##### PROVIDED RECORDS #####

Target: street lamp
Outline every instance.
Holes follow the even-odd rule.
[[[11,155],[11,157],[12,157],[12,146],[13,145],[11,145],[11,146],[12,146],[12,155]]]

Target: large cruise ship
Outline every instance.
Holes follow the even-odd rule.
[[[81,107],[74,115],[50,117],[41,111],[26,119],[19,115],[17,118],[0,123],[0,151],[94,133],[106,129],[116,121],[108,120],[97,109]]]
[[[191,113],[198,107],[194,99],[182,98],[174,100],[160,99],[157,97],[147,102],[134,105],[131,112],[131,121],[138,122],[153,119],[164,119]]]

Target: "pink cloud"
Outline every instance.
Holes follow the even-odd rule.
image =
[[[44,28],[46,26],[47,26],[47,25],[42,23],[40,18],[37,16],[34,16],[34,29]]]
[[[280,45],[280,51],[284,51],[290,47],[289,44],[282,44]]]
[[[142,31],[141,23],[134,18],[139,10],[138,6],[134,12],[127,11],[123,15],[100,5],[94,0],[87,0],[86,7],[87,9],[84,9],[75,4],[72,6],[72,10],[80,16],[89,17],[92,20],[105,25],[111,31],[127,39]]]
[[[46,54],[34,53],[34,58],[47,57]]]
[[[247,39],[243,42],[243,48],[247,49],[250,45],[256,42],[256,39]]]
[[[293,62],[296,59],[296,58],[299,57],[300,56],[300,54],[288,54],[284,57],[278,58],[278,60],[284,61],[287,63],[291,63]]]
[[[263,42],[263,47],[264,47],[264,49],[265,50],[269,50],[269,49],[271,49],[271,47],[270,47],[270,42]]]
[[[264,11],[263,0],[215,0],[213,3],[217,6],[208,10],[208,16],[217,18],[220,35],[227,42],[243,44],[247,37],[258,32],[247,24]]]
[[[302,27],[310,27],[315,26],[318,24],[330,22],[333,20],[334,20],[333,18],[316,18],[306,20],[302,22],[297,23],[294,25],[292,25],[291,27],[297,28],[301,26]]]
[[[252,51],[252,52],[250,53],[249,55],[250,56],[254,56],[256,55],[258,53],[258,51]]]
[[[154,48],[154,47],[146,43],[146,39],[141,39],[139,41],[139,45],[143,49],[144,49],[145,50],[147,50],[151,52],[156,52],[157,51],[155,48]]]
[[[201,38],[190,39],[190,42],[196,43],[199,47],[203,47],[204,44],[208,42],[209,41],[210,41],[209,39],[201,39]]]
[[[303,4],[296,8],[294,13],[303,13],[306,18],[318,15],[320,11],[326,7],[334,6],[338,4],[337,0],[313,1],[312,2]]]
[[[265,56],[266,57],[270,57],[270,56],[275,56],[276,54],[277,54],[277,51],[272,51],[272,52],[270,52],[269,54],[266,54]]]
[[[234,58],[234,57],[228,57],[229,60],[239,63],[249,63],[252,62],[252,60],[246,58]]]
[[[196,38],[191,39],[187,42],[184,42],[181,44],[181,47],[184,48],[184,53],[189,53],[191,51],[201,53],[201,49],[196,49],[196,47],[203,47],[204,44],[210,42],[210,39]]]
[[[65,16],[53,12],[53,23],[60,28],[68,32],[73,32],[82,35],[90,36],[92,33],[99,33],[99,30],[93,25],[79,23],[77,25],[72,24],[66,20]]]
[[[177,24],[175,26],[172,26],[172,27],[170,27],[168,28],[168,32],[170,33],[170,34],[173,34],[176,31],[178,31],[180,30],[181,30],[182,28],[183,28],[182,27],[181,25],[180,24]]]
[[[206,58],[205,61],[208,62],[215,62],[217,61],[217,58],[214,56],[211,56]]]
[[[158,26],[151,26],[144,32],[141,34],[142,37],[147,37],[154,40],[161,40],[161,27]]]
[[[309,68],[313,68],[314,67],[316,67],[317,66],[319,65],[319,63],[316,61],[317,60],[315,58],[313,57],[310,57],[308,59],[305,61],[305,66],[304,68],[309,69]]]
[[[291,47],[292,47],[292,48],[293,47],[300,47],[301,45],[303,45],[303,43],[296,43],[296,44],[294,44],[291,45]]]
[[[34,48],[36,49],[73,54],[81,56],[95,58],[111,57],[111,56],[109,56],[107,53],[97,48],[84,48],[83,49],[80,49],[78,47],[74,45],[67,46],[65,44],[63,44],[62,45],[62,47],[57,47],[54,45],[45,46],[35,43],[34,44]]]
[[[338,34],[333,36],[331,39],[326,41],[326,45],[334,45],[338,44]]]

#####

**PROBLEM DESCRIPTION**.
Count the lines in the listing above that contain the word "Target". Reply with the number only.

**WORKED ANSWER**.
3